─── VERMELDINGEN BIJ OPDRACHT

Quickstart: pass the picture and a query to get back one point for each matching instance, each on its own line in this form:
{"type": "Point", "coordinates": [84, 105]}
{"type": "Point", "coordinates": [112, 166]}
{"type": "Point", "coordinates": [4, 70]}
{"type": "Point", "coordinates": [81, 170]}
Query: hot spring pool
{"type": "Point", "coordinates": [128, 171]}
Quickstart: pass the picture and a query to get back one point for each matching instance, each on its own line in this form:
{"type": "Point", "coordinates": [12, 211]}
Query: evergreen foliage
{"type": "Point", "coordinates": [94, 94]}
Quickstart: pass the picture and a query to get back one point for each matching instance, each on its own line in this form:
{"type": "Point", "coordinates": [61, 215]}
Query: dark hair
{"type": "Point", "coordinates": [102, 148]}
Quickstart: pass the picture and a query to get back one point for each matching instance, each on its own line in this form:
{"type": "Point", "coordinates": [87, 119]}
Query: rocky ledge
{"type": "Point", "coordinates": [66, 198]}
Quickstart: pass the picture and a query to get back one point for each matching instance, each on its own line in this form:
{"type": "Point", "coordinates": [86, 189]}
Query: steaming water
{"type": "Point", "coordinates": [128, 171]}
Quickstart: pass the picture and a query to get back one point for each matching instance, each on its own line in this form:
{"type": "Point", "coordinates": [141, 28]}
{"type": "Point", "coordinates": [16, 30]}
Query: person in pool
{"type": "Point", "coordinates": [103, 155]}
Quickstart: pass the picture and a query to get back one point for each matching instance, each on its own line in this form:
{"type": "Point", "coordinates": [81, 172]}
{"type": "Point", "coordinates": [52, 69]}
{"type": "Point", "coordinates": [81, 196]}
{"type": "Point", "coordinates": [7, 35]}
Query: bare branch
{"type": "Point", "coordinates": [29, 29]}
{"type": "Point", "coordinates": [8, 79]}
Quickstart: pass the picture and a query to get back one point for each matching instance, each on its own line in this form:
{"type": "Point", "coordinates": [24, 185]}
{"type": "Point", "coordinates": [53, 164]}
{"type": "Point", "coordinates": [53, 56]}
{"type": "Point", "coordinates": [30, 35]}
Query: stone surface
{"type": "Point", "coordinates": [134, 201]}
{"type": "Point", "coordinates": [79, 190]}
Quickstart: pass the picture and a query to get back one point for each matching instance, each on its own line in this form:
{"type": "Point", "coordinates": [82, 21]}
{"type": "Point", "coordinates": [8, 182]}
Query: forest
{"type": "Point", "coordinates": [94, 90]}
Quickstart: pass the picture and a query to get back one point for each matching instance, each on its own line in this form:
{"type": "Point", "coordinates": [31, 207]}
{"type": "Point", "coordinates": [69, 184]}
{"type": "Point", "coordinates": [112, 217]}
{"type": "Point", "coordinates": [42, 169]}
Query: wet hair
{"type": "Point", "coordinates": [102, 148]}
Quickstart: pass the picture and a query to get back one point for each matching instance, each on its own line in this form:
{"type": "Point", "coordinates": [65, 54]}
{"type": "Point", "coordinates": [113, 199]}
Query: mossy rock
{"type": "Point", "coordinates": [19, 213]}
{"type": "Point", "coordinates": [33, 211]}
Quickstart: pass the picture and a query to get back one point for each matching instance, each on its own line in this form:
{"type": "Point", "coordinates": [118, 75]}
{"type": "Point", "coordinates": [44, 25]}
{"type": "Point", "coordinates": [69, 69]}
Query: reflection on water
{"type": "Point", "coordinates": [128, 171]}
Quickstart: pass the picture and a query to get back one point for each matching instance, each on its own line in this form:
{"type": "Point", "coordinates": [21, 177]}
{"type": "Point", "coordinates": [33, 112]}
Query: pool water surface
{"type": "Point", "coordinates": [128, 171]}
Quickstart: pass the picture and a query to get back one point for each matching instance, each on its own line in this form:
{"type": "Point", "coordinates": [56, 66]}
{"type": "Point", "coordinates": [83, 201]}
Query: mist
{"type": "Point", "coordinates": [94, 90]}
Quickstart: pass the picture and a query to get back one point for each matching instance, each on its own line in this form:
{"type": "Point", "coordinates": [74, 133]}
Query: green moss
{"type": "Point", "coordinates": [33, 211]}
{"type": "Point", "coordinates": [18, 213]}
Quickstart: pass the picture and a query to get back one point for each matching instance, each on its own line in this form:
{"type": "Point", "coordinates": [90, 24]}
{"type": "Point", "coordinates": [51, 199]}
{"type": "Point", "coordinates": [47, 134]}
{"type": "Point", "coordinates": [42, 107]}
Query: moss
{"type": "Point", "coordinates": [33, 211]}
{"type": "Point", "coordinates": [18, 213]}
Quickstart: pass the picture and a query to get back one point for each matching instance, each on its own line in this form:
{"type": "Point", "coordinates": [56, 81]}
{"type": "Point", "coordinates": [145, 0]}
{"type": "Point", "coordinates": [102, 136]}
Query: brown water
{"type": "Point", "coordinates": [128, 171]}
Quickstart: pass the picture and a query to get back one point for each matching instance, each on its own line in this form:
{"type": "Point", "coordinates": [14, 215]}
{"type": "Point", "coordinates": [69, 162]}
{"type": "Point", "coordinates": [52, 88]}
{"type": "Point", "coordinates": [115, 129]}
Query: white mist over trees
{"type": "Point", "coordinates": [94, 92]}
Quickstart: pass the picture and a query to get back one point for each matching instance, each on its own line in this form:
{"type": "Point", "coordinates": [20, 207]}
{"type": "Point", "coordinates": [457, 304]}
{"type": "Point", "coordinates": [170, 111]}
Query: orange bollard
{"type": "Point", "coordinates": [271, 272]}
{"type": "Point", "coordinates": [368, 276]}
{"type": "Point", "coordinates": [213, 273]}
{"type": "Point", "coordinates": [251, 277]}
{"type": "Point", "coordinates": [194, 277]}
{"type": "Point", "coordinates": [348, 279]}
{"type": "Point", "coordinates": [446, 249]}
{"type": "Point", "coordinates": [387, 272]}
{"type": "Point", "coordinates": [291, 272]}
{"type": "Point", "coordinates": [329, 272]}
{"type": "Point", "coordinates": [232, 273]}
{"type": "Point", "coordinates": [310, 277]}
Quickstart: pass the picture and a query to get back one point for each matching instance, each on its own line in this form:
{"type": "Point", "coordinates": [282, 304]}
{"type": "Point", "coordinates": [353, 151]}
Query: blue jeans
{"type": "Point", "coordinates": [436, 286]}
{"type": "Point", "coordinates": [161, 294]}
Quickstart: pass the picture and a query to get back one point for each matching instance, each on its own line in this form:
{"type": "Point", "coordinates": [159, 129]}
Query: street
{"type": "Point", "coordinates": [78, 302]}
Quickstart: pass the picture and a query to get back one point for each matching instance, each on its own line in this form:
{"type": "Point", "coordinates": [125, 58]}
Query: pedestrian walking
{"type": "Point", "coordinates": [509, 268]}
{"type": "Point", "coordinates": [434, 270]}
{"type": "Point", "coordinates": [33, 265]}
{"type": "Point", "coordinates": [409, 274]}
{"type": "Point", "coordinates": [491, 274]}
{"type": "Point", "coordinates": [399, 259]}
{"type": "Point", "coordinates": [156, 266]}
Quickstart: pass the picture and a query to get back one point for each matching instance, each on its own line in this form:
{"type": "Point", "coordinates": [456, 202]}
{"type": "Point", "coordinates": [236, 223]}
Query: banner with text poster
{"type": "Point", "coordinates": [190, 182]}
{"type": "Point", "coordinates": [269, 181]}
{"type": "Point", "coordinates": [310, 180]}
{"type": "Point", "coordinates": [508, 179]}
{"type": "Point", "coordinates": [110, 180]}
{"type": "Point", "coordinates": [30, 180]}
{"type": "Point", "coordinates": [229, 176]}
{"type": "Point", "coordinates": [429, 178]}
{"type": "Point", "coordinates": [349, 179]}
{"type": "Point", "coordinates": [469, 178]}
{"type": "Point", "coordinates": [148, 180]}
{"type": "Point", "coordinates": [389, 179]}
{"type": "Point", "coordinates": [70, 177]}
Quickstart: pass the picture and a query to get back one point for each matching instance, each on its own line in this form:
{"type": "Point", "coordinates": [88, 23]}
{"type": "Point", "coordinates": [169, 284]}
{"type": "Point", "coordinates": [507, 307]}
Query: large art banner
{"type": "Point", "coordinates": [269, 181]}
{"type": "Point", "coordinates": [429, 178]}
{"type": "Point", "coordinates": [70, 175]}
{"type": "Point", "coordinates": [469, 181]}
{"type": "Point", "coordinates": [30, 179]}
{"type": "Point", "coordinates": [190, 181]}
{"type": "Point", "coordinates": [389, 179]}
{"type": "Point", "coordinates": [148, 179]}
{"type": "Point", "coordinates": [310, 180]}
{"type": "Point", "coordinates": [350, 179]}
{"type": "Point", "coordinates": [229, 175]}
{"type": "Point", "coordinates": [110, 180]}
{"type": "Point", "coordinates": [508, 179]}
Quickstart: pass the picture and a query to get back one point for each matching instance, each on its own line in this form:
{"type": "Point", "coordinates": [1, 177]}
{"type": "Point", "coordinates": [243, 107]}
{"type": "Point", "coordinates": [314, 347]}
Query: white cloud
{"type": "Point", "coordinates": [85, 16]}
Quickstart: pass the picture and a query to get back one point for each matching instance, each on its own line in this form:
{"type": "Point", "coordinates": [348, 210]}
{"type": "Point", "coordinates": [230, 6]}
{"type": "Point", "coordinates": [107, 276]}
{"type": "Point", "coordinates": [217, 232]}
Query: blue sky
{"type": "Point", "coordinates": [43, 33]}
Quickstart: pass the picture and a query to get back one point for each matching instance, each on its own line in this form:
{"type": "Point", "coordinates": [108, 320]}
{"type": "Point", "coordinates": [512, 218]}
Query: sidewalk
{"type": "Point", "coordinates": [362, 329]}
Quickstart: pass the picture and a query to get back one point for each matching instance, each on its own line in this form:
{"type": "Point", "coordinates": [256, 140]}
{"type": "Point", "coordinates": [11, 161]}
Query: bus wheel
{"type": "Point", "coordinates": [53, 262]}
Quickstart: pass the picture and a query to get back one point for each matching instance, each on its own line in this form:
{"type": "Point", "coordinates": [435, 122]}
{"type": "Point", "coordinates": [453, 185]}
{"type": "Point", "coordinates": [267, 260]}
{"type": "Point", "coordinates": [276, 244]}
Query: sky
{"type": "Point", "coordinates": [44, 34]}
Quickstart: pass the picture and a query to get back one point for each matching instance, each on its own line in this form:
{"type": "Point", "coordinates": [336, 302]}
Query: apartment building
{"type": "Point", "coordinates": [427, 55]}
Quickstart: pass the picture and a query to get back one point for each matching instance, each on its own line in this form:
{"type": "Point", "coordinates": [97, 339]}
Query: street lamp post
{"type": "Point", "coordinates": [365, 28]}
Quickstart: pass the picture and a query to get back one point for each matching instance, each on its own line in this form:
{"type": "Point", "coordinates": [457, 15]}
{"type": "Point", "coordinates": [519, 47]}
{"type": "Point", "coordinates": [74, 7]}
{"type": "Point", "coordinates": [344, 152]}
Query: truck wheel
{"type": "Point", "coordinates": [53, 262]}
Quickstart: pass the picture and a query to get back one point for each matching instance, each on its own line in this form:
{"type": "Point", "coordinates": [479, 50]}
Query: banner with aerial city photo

──────

* DOEL VAN OEFENING
Som elke regel uit de vermeldingen hierboven op waarin het woord "mist" voorkomt, en neem die regels volledig over. Hoofdletters en kleine letters tellen mee.

* VOLLEDIGE UITWERKING
Query: mist
Query: white mist over trees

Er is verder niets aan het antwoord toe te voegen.